Point placement records
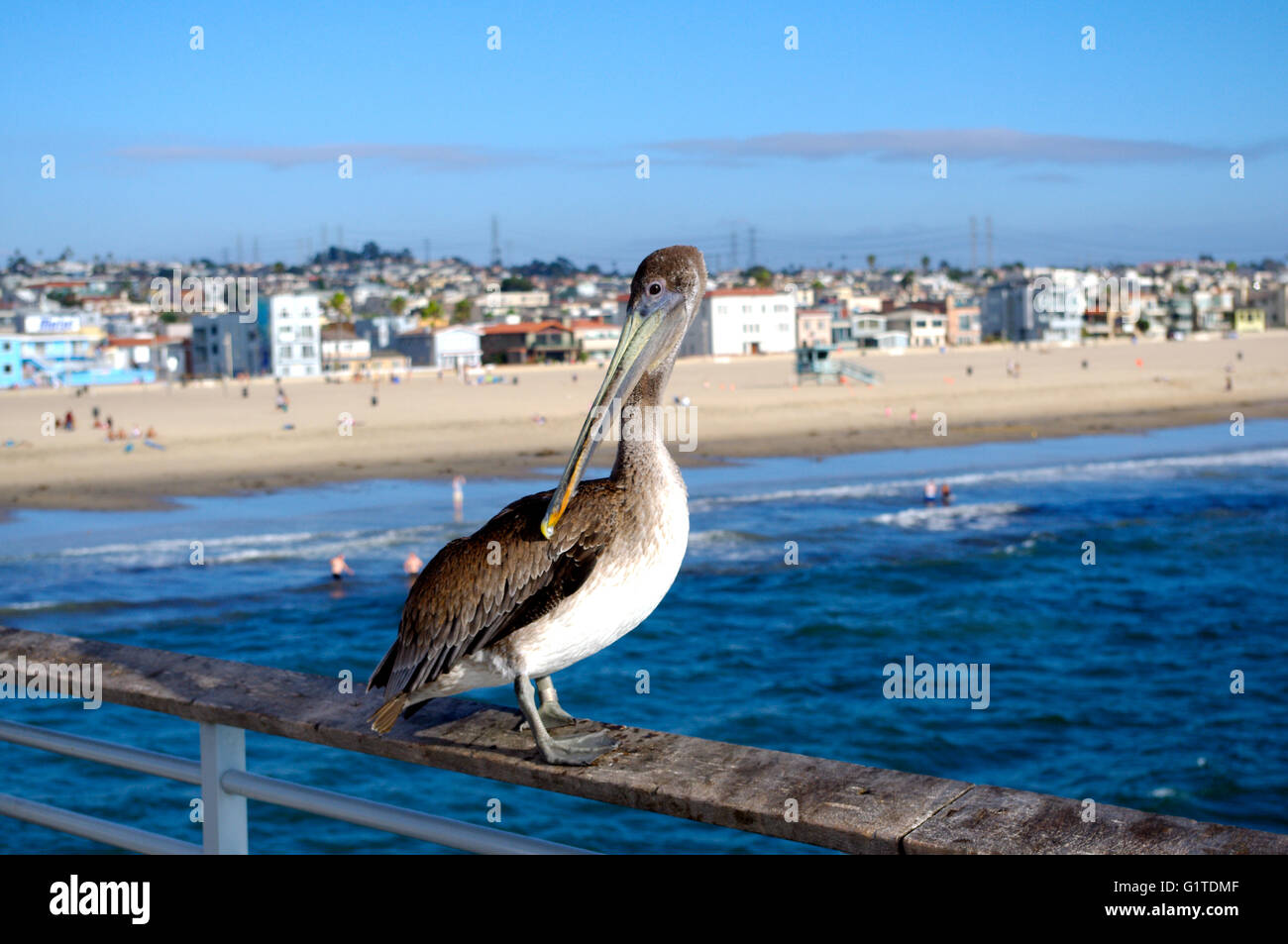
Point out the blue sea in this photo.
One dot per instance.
(1108, 681)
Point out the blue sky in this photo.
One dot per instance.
(1115, 154)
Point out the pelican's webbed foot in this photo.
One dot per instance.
(552, 712)
(574, 750)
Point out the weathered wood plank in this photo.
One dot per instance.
(999, 820)
(842, 806)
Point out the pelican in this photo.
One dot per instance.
(561, 575)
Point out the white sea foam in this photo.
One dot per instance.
(239, 549)
(983, 517)
(1166, 467)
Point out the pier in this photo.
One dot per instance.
(824, 802)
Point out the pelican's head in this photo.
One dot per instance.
(665, 295)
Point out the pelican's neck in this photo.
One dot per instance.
(643, 455)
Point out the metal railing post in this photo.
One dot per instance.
(223, 831)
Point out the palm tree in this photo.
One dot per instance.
(339, 305)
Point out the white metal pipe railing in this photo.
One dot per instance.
(94, 828)
(102, 752)
(421, 826)
(226, 787)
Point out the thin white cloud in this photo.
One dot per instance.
(443, 157)
(983, 143)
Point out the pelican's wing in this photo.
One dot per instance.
(482, 587)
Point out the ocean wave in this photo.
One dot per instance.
(1070, 472)
(983, 517)
(240, 549)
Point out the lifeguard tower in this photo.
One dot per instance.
(816, 362)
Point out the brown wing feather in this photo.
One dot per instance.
(462, 603)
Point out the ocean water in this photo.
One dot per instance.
(1111, 682)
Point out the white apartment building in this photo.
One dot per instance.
(291, 327)
(742, 321)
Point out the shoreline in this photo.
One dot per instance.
(146, 494)
(218, 442)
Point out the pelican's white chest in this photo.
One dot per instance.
(629, 579)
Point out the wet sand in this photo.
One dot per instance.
(218, 442)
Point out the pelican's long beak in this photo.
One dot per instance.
(635, 351)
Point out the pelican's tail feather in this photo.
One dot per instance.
(387, 712)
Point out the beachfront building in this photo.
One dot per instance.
(54, 349)
(1248, 320)
(528, 342)
(381, 330)
(812, 327)
(387, 364)
(224, 346)
(291, 327)
(1273, 299)
(11, 361)
(1044, 308)
(343, 352)
(494, 303)
(742, 321)
(961, 313)
(923, 329)
(595, 338)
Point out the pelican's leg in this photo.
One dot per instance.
(575, 750)
(550, 710)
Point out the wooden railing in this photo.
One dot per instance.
(823, 802)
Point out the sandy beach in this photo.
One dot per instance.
(220, 442)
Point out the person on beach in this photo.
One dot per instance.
(459, 496)
(339, 569)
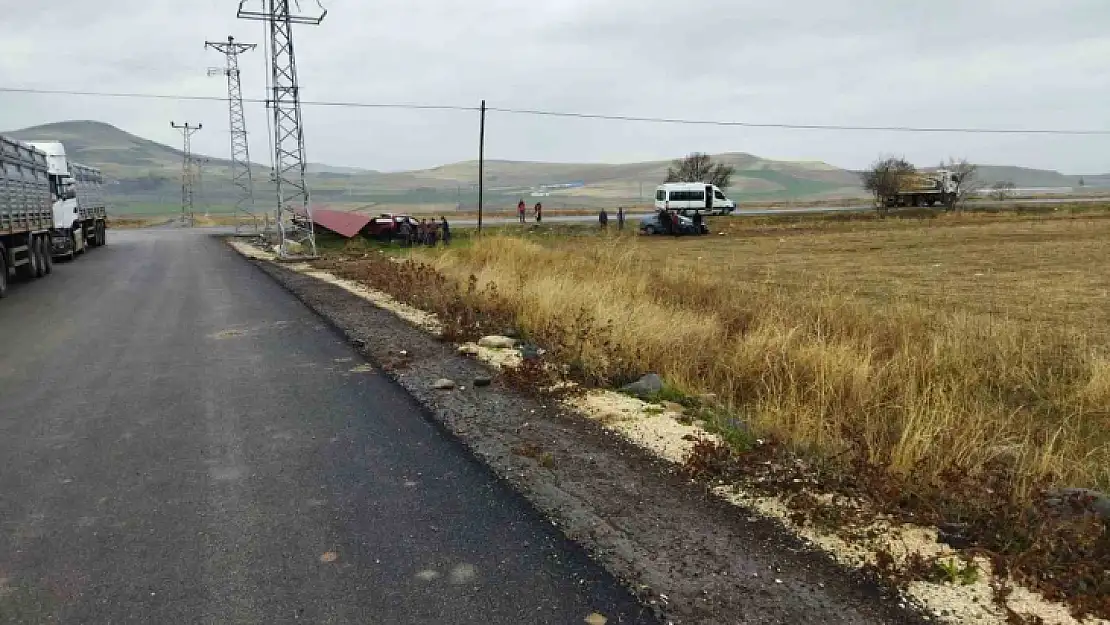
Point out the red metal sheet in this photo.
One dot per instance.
(340, 222)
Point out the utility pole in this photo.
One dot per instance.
(481, 164)
(187, 169)
(294, 209)
(199, 172)
(241, 174)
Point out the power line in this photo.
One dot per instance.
(537, 112)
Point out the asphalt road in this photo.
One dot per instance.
(181, 441)
(634, 218)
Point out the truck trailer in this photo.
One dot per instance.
(79, 211)
(924, 189)
(26, 213)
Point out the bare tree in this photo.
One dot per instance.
(966, 177)
(1002, 190)
(700, 168)
(886, 178)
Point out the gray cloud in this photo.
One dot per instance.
(947, 62)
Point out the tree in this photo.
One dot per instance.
(1002, 190)
(966, 177)
(700, 168)
(886, 178)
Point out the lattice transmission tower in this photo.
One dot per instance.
(246, 221)
(187, 170)
(294, 209)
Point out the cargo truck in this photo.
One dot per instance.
(26, 213)
(924, 189)
(79, 210)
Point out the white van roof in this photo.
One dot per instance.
(697, 185)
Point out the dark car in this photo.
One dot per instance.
(651, 225)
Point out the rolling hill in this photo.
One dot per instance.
(144, 177)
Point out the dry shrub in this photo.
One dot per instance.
(912, 391)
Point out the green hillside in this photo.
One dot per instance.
(144, 177)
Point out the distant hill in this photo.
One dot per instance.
(144, 175)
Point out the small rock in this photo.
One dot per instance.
(497, 342)
(645, 386)
(672, 406)
(1077, 500)
(954, 535)
(531, 352)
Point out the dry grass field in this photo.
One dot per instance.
(961, 344)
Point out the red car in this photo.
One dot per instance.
(386, 227)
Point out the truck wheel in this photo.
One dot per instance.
(3, 273)
(30, 269)
(40, 266)
(48, 255)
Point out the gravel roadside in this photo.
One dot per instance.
(693, 557)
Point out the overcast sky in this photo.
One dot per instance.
(1012, 63)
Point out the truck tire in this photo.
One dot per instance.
(40, 265)
(3, 273)
(48, 256)
(30, 269)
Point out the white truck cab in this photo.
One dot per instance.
(685, 197)
(80, 219)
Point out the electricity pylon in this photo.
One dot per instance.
(187, 169)
(294, 209)
(241, 175)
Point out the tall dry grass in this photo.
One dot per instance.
(917, 391)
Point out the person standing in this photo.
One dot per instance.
(406, 232)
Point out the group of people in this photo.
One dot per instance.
(603, 218)
(537, 211)
(424, 232)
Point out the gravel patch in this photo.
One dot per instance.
(692, 556)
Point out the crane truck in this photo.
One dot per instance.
(924, 189)
(27, 217)
(79, 209)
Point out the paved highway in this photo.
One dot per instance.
(633, 218)
(181, 441)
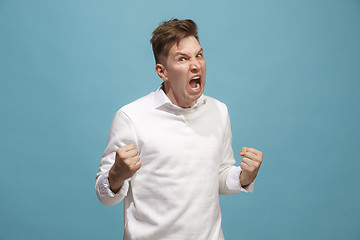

TASK
Retype all of the point placement records word for word, but leave out the pictures.

REPLY
Point out the blue sea in this photo.
One dot per instance.
(1108, 681)
Point out the blue sky in this photo.
One dot per instance.
(1115, 154)
Point out the pelican's webbed foot in this photo.
One dot per instance.
(552, 712)
(574, 750)
Point out the weathered wood plank in this photo.
One dot per instance.
(999, 820)
(842, 806)
Point out the pelican in this photo.
One dot per instance.
(561, 575)
Point out the white sea foam in this photo.
One dot per instance.
(239, 549)
(983, 517)
(1166, 467)
Point out the pier in this photo.
One dot per instance.
(824, 802)
Point out the pelican's head in this photo.
One dot per instance.
(665, 295)
Point out the pelican's neck in this photo.
One dot per instance.
(643, 455)
Point out the metal railing post in this photo.
One dot per instance.
(223, 831)
Point out the palm tree in this photo.
One dot per instance.
(339, 305)
Point out the white metal pipe railing in this photo.
One dot per instance.
(94, 828)
(102, 752)
(421, 826)
(226, 787)
Point out the thin white cloud in this photo.
One dot per instance.
(443, 157)
(983, 143)
Point out the pelican's wing in this photo.
One dot per instance.
(482, 587)
Point out the ocean wave in this photo.
One dot per instance.
(1070, 472)
(983, 517)
(240, 549)
Point out the lifeguard tower in this photo.
One dot per instance.
(816, 362)
Point out the brown wing feather in this photo.
One dot per instance.
(462, 603)
Point out the ocean water in this photo.
One dot per instance.
(1111, 682)
Point out the white apartment building in this photo.
One dot per instance.
(291, 327)
(742, 321)
Point out the shoreline in this photo.
One dot per instance.
(146, 494)
(218, 442)
Point out the pelican's white chest in this photo.
One dot per instance.
(629, 579)
Point out the wet sand in this photo.
One dot per instance.
(218, 442)
Point out the pelican's long beak in this photo.
One dot per instance.
(635, 351)
Point out the pelican's tail feather in this photo.
One dot per instance.
(387, 712)
Point out the beachfront building in this photo.
One dot per instance.
(54, 349)
(1248, 320)
(528, 342)
(381, 330)
(812, 327)
(387, 364)
(224, 346)
(291, 327)
(1273, 299)
(11, 361)
(1044, 308)
(343, 352)
(494, 303)
(742, 321)
(961, 313)
(923, 329)
(595, 338)
Point out the pelican's leg in this photo.
One dot per instance.
(575, 750)
(550, 710)
Point out the wooden railing in this photo.
One dot per instance.
(823, 802)
Point out the sandy beach in this photo.
One dot per instance.
(220, 442)
Point out the person on beach in this photo.
One dot per instance.
(459, 496)
(339, 569)
Point out the red metal sheet in this photo.
One dot per instance.
(340, 222)
Point out the utility pole in this photo.
One dot per instance.
(481, 164)
(187, 169)
(294, 209)
(199, 172)
(241, 174)
Point out the power line in this photo.
One dot per instance.
(537, 112)
Point out the asphalt road in this photo.
One dot per instance.
(181, 441)
(634, 218)
Point out the truck trailer in this photo.
One dot per instance.
(79, 211)
(924, 189)
(26, 213)
Point out the bare tree in this photo.
One dot per instance.
(966, 177)
(1002, 190)
(700, 168)
(886, 178)
Point out the gray cloud in this photo.
One dot per instance.
(947, 62)
Point out the tree in this photo.
One dot per instance.
(1002, 190)
(966, 177)
(700, 168)
(886, 178)
Point out the lattice transmission tower in this photo.
One dot per instance.
(246, 221)
(187, 170)
(294, 209)
Point out the cargo truck in this photo.
One dot per instance.
(26, 213)
(924, 189)
(79, 210)
Point out the white van roof in this photo.
One dot per instance.
(697, 185)
Point out the dark car in this photo.
One dot per instance.
(651, 225)
Point out the rolling hill in this photo.
One dot per instance.
(144, 177)
Point out the dry shrub in this photo.
One dot per instance.
(912, 391)
Point out the green hillside in this photo.
One dot per instance.
(144, 177)
Point out the distant hill in this photo.
One dot per instance.
(144, 175)
Point out the small rock in this photo.
One dot per instance.
(497, 342)
(645, 386)
(672, 406)
(1077, 500)
(954, 535)
(531, 352)
Point out the dry grass field in this photo.
One dot per instance.
(961, 344)
Point out the red car in this photo.
One dot per instance.
(386, 227)
Point out the truck wheel in this photo.
One dot per instance.
(3, 273)
(30, 269)
(40, 266)
(48, 255)
Point out the gravel roadside in this photo.
One dot per instance.
(693, 557)
Point out the overcast sky in this photo.
One dot per instance.
(1012, 63)
Point out the truck tire in this photo.
One dot per instance.
(40, 265)
(3, 273)
(48, 256)
(30, 269)
Point out the white truck cab in this photo.
One dot per instance.
(685, 197)
(80, 219)
Point out the electricity pylon in this photo.
One dot per instance.
(187, 169)
(294, 209)
(241, 175)
Point out the tall dry grass in this photo.
One dot per instance.
(917, 391)
Point out the person standing in this photo.
One dot per instance.
(406, 232)
Point out the group of people in this photo.
One dot per instance.
(603, 218)
(537, 211)
(424, 232)
Point out the gravel patch in this photo.
One dot per instance.
(692, 556)
Point out the crane truck in this photo.
One dot per instance.
(924, 189)
(27, 217)
(79, 209)
Point out the paved highway in this photo.
One dot per instance.
(633, 218)
(181, 441)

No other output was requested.